GIVEN INSTRUCTION
Only the lines from the one containing "Tag the group" to the end of the records belong in the output; print them exactly.

RECORDS
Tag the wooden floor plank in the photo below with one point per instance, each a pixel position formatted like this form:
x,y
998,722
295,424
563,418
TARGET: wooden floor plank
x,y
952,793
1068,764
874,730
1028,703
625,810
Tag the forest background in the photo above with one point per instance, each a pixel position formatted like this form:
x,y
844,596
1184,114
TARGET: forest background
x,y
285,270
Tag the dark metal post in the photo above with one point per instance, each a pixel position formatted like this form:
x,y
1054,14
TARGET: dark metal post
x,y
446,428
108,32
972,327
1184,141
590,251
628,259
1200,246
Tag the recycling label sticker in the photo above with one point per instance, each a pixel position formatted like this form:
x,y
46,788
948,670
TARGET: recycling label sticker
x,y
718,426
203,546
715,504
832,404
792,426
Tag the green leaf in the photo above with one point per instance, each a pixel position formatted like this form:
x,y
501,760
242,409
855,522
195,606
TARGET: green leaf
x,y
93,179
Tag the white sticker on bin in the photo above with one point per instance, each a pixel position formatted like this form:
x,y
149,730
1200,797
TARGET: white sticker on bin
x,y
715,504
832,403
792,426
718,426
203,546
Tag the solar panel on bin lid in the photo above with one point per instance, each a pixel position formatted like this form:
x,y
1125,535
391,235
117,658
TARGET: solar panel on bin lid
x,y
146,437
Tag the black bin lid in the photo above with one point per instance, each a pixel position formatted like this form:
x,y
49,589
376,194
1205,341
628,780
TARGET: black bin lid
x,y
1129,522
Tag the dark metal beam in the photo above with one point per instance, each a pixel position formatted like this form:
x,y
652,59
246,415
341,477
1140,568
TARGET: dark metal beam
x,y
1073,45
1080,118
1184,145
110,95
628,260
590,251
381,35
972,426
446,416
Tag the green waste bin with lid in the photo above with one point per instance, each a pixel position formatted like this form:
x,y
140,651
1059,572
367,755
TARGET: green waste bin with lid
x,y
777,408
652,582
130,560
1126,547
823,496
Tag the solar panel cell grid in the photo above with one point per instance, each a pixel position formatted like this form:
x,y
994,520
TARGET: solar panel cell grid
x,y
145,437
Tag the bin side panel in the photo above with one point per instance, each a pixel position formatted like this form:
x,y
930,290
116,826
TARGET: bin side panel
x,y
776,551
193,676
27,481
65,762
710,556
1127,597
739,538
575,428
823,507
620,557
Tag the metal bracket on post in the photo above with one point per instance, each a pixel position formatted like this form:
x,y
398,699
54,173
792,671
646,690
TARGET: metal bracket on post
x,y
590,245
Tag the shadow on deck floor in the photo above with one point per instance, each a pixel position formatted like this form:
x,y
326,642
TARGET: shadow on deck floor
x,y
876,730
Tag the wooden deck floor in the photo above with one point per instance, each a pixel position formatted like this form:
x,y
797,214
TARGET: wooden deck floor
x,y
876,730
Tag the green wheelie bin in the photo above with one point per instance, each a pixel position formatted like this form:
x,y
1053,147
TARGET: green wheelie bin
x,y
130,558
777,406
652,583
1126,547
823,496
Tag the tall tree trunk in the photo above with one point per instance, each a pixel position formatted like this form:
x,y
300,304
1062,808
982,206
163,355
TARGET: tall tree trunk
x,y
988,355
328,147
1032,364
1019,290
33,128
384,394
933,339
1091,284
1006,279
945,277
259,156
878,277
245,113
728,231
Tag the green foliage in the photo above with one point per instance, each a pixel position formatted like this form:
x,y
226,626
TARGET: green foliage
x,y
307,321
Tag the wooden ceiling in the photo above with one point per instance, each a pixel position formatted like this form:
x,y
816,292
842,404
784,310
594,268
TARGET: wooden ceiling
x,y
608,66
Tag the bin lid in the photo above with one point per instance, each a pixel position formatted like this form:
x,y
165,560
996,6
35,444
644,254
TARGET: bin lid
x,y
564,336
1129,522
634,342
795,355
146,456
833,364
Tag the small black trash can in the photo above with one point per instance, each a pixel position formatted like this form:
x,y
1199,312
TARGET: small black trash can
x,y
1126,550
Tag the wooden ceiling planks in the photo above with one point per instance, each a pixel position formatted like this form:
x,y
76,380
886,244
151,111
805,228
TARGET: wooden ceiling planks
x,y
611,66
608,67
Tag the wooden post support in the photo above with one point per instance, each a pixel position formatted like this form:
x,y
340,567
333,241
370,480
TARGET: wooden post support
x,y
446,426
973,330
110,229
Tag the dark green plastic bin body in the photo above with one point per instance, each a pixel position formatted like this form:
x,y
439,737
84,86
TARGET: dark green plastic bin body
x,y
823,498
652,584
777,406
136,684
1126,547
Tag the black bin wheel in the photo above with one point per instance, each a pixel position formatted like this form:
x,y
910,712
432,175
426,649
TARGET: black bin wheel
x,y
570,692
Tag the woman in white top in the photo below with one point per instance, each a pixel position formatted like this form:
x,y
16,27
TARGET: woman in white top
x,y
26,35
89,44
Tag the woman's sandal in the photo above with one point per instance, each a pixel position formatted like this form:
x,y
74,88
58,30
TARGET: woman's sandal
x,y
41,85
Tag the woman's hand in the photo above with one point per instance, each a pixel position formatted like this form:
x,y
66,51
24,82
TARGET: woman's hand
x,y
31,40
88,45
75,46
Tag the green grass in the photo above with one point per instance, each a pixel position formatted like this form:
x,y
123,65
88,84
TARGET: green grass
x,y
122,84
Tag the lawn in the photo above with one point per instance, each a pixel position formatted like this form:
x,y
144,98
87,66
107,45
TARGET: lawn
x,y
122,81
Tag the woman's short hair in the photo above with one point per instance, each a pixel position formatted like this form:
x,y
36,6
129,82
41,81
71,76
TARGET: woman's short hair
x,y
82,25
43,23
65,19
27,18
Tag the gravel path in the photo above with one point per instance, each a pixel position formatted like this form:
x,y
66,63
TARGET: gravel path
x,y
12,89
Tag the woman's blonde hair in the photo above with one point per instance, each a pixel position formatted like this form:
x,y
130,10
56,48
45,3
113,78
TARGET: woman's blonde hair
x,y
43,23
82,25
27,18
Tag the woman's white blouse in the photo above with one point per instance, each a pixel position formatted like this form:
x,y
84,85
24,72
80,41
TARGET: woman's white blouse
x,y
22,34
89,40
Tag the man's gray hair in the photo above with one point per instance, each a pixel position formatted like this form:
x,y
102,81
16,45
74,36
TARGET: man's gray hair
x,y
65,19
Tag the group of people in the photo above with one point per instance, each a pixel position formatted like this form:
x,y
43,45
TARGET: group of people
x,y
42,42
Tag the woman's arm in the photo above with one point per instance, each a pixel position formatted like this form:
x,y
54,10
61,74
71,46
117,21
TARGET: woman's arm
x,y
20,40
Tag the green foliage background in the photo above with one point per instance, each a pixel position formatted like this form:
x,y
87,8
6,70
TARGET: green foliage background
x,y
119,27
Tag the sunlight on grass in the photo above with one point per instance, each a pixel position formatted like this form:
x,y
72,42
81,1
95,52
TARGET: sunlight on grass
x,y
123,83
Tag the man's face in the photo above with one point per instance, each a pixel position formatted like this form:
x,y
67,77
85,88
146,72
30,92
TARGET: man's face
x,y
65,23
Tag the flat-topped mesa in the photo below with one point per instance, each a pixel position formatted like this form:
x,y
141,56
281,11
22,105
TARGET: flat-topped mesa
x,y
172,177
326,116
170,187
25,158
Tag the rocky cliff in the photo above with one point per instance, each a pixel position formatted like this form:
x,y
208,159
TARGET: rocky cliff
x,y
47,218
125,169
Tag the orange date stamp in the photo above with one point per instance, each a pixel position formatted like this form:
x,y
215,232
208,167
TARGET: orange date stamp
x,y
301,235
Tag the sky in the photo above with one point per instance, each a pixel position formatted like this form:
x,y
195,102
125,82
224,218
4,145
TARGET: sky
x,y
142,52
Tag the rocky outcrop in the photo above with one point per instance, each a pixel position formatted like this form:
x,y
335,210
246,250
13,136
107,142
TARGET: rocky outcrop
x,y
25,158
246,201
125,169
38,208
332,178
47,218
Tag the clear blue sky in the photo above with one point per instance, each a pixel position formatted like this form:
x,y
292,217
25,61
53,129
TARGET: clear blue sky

CORRECT OUTPUT
Tag the group of people in the photo above with one point per instance, each a pixel position formatted like this form:
x,y
43,45
TARGET: group of people
x,y
42,42
Tag the woman's arm in the photo above with one point per instance, each a pixel position formatted like this form:
x,y
54,10
61,74
71,46
117,21
TARGET: woman's arm
x,y
20,40
Tag the green foliage background in the photo above with one point per instance, each a pixel position formatted like this form:
x,y
87,8
6,70
TARGET: green foliage background
x,y
119,27
Tag the sunlight on grass in the photo above with one point per instance, each a pixel position formatted like this form:
x,y
72,42
81,1
95,52
TARGET: sunlight on grass
x,y
123,83
Tag the man's face in the photo above with one point per instance, each a pixel position formatted like this form:
x,y
67,77
85,88
146,72
30,92
TARGET: man's face
x,y
65,23
Tag the flat-topped mesa in the photo below with one point per instance, each a pixel position formatted like this form:
x,y
141,56
281,11
22,105
TARGET: flat-topped mesa
x,y
172,177
326,116
170,187
25,158
Tag the rocky cliff in the photo above with one point per instance, each a pixel position formatted like this form:
x,y
208,159
TARGET: rocky cliff
x,y
47,218
125,169
Tag the orange date stamp in the photo above with one point per instance, each a pixel position formatted like this form:
x,y
215,232
208,167
TARGET: orange date stamp
x,y
301,235
Tag the sky in the photo above with one point per instance, each a pixel position formatted like this form:
x,y
195,102
125,82
224,218
4,145
TARGET: sky
x,y
142,52
Tag the rocky outcrop in the photo above with one point per instance, each a pixel position formatted like this form:
x,y
335,210
246,250
13,136
107,142
TARGET: rocky outcrop
x,y
25,158
246,201
125,169
38,208
332,178
47,218
Tag the clear blue sky in the photo above with one point per instance, each a pixel position formatted like this form:
x,y
292,217
25,61
53,129
TARGET: clear blue sky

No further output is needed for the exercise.